### Records for the exercise
━━━━━━━━━━━━━━━━━━━━━━━━━━━━━━

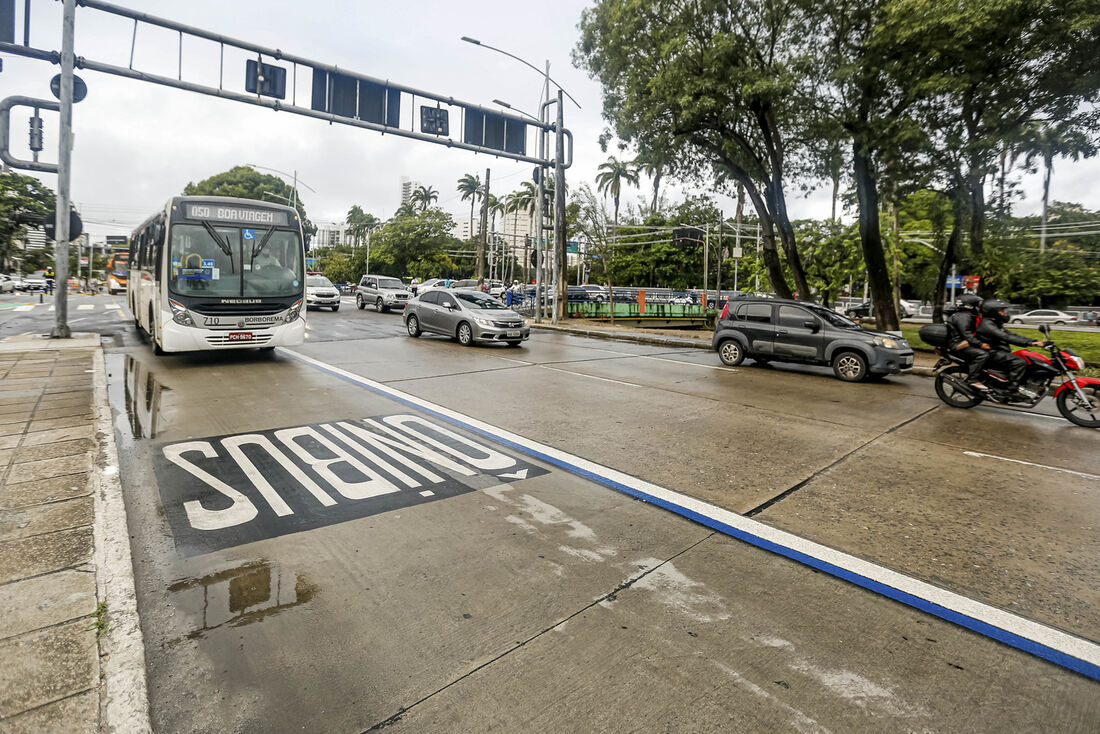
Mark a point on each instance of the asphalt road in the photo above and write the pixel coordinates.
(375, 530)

━━━━━━━━━━━━━━━━━━━━━━━━━━━━━━

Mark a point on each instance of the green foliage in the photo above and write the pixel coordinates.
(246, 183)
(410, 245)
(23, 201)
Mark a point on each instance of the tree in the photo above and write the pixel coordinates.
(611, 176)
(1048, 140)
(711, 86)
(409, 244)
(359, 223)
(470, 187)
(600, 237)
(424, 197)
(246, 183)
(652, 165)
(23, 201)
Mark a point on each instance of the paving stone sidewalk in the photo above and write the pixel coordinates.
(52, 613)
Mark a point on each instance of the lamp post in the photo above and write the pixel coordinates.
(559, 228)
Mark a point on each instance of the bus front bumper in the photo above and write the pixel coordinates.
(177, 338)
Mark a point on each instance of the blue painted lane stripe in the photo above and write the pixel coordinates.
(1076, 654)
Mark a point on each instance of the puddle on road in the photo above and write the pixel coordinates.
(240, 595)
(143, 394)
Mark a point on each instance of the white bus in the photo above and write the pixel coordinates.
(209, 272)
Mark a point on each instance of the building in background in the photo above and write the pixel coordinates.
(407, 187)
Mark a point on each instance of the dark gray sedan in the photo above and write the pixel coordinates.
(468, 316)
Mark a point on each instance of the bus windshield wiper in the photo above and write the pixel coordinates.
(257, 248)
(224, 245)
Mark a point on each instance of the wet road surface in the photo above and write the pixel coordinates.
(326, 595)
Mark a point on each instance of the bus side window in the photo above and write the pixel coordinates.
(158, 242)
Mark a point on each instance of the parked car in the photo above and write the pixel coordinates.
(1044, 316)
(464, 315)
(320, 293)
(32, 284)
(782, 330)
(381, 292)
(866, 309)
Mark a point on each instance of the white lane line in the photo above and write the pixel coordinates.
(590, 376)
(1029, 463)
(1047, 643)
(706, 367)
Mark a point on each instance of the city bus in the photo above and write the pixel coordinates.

━━━━━━━━━━━━━━━━━━━━━━━━━━━━━━

Copy out the entries word for word, from the line with "Mark a point on each instance of the wet" to the line with "Mark a point on each instance of the city", including both of those lines.

### Correct result
Mark a point on each instance of the wet road surface in the photo above and write the pixel coordinates.
(326, 595)
Mark a point on each instance of the bus side window in the photo above and write the pixel coordinates.
(158, 242)
Mark a point on each instance of the parked car in the photo above and write the pixel coordinates.
(1044, 316)
(464, 315)
(320, 293)
(32, 284)
(782, 330)
(381, 292)
(866, 309)
Mark a point on each instance of the white lane line in the photo above and write the pixel coordinates.
(590, 376)
(1029, 463)
(1047, 643)
(706, 367)
Mark a point on each instance of the city bus in the photo above and write the pixel coordinates.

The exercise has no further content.